Source material →
━━━━━━━━━━━━━━━━

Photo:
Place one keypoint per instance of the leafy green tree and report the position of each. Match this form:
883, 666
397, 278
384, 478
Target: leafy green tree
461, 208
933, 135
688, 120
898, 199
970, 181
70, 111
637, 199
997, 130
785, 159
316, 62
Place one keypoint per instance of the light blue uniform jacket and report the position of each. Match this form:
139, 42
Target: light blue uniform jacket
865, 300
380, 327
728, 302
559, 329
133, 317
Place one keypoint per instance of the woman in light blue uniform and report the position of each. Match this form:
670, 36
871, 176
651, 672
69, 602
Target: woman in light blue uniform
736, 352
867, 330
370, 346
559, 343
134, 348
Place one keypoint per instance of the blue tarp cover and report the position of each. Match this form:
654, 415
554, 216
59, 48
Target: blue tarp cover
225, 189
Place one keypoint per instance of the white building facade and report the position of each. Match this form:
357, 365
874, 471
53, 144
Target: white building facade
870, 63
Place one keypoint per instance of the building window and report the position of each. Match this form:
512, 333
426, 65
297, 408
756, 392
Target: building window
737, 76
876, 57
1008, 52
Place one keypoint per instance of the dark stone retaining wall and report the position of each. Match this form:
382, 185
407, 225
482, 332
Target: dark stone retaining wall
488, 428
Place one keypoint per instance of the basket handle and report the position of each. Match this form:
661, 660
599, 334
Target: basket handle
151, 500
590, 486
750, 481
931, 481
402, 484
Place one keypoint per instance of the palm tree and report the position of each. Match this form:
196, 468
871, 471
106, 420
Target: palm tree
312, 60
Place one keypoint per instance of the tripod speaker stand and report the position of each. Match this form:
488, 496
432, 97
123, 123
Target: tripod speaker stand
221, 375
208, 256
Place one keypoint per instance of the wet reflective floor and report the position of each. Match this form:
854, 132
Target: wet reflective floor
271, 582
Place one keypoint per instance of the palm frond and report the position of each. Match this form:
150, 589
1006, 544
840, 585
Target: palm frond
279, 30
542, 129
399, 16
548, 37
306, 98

━━━━━━━━━━━━━━━━

What the exercise asks →
All of the entries above need to be printed again exactly.

Solved problem →
Photo:
Place one keypoint per instance of the leafy green tree and report the position of each. Match this form:
883, 666
397, 278
384, 478
Target: leafy green tree
461, 208
933, 135
688, 120
898, 199
970, 181
70, 111
637, 199
997, 130
785, 159
316, 62
Place one keypoint per instance of the light blue uniform jacket and report the position of each. Match this form:
139, 42
Target: light blue uniform jacket
865, 300
380, 327
728, 302
559, 329
133, 317
Place one keypoint per instance of the woman in light blue uniform and report the position of each. Match this form:
670, 36
871, 176
651, 672
69, 602
Target: woman in light blue uniform
736, 352
867, 330
370, 346
559, 343
134, 348
Place one keypoint per instance of the blue tarp cover and report the position of each. Match this form:
654, 415
554, 216
59, 48
Target: blue tarp cover
225, 189
Place one keypoint per instance of the white building facade and report the position of each. Match this form:
357, 365
874, 471
53, 144
Target: white building facade
870, 63
Place one keypoint per instance of the building window and report the position of each. Match this form:
512, 333
426, 65
297, 408
756, 392
Target: building window
737, 76
876, 57
1008, 52
Place one keypoint per instance of the dark stone retaining wall and report the position of each. Match this form:
382, 185
407, 225
482, 332
Target: dark stone retaining wall
488, 428
Place one keypoint per instance of the basket handle and report the position of each. Match this form:
661, 660
599, 334
Target: basket handle
151, 500
590, 486
750, 481
931, 481
402, 484
Place one keypoint per instance of the palm tree and report the position of each. Match this form:
196, 468
871, 471
106, 420
Target: palm tree
312, 60
Place one keypoint per instance of the tripod speaker stand and report the position of each. Match this form:
488, 496
432, 97
123, 123
Target: tripod speaker stand
221, 375
208, 256
Place one keypoint per instance of the wet reflective floor and report the position of each. Match this form:
854, 132
Target: wet reflective floor
271, 582
Place one keypoint per instance of the palm frond and report the position of each. Match this form:
150, 589
1006, 544
840, 585
Target: palm frond
279, 30
542, 129
399, 16
548, 37
306, 98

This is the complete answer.